=== Extracted material ===
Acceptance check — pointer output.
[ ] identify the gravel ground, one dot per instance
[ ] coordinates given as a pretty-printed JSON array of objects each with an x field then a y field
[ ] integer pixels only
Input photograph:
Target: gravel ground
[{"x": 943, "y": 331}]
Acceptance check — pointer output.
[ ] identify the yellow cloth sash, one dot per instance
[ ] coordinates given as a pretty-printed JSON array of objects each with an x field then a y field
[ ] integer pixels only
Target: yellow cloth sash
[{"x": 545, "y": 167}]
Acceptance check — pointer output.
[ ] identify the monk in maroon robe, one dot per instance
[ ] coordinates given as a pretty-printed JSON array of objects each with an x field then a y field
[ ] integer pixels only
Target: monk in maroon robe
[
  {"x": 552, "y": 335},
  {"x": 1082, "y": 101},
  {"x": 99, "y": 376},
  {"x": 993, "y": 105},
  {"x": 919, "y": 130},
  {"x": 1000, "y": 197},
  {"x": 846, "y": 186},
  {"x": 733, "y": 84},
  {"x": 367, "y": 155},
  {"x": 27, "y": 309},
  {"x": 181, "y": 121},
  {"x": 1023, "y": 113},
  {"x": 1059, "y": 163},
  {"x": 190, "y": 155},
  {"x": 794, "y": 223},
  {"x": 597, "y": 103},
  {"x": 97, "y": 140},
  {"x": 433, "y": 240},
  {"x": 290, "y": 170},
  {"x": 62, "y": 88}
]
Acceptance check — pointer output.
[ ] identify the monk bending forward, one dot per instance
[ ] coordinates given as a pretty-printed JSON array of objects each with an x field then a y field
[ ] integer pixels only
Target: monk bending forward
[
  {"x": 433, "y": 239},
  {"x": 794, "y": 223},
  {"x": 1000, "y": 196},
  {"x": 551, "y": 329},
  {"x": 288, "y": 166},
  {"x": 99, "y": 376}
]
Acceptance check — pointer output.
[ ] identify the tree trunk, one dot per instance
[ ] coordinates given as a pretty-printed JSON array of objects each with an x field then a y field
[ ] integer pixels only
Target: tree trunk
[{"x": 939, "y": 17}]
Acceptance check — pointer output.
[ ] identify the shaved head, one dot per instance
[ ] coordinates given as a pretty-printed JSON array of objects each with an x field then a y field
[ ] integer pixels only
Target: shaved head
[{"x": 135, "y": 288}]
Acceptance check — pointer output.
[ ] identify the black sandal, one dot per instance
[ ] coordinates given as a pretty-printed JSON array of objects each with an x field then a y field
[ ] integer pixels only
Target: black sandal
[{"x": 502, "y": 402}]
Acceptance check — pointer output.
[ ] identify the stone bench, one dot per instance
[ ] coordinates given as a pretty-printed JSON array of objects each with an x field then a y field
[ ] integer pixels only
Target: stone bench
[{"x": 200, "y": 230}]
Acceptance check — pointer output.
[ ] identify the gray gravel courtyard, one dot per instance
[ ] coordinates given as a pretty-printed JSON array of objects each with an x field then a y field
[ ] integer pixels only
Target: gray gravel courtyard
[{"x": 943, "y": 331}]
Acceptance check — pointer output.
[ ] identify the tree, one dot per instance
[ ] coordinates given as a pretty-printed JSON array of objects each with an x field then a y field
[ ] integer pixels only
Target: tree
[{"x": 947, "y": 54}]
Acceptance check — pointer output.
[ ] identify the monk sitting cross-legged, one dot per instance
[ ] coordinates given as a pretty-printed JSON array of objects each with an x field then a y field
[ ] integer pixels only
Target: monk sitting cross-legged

=== Requirement ===
Output an exact copy of each record.

=== Solution ===
Acceptance check — pointer output.
[ ] identify the gravel ground, one dot per instance
[ ] coordinates given as a pretty-printed JSON array of objects each with an x field then a y field
[ ] integer pixels only
Input photograph:
Target: gravel ground
[{"x": 943, "y": 331}]
Acceptance check — pointer output.
[ ] identify the yellow cloth sash, one dot per instance
[ ] coordinates given as a pretty-printed JSON array of objects each with an x field then a y field
[ ] integer pixels only
Target: yellow cloth sash
[{"x": 545, "y": 167}]
Acceptance check — pointer output.
[ ] identify the monk in maroon robe, one dot per instance
[ ] coordinates given as a pretty-printed JSON array of objects each with an x field then a y field
[ ] integer pixels only
Target: monk in maroon robe
[
  {"x": 552, "y": 335},
  {"x": 1082, "y": 101},
  {"x": 99, "y": 376},
  {"x": 993, "y": 105},
  {"x": 919, "y": 130},
  {"x": 1000, "y": 197},
  {"x": 846, "y": 186},
  {"x": 733, "y": 84},
  {"x": 367, "y": 155},
  {"x": 27, "y": 309},
  {"x": 181, "y": 121},
  {"x": 1023, "y": 113},
  {"x": 1059, "y": 163},
  {"x": 190, "y": 155},
  {"x": 794, "y": 223},
  {"x": 597, "y": 103},
  {"x": 97, "y": 140},
  {"x": 433, "y": 240},
  {"x": 290, "y": 170},
  {"x": 62, "y": 88}
]
Acceptance check — pointer output.
[ ] identify the monk bending forward, one dot per instance
[ ] coordinates given as a pretty-printed JSON array of objects each with an x field then a y field
[ ] integer pixels only
Target: monk bending forward
[
  {"x": 433, "y": 239},
  {"x": 794, "y": 223},
  {"x": 1000, "y": 196},
  {"x": 551, "y": 329},
  {"x": 288, "y": 166},
  {"x": 99, "y": 376}
]
Acceptance check — pointer output.
[ ] identify the tree trunk, one dot per instance
[ ] coordinates given as a pretty-printed JSON array of objects each with an x field then a y field
[ ] integer pixels only
Target: tree trunk
[{"x": 939, "y": 17}]
Acceptance check — pointer output.
[ ] identify the shaved head, one dot per instance
[ ] coordinates given as a pretty-printed JSON array of objects each with an x field then a y field
[ ] integer pixels only
Target: shaved head
[{"x": 135, "y": 288}]
Acceptance check — pointer output.
[ ] identify the black sandal, one dot per instance
[ ] coordinates given as a pretty-printed JSON array of objects each with an x field then a y field
[ ] integer pixels only
Target: black sandal
[{"x": 502, "y": 402}]
Acceptance check — pointer output.
[ ] identify the stone bench, one dot per instance
[ ] coordinates given as a pretty-printed JSON array of objects each with an x field then a y field
[ ] integer pixels only
Target: stone bench
[{"x": 200, "y": 230}]
Acceptance check — pointer output.
[ ] identify the gray gravel courtyard, one dot per instance
[ ] coordinates given as a pretty-printed JSON array of objects each with an x field then a y field
[ ] integer pixels only
Target: gray gravel courtyard
[{"x": 943, "y": 331}]
Acceptance check — pointer output.
[ ] identify the tree, one dot per instance
[ ] coordinates given as a pretty-printed JSON array of objects each with an x field then a y field
[ ] integer pixels only
Target: tree
[{"x": 947, "y": 54}]
Acceptance check — pointer output.
[ ] identify the monk sitting cross-legged, one dot per instance
[ ] coordinates given as a pretty-printed JSON array of objects each with an x field then a y field
[ ] integer pixels only
Target: monk sitting cross-legged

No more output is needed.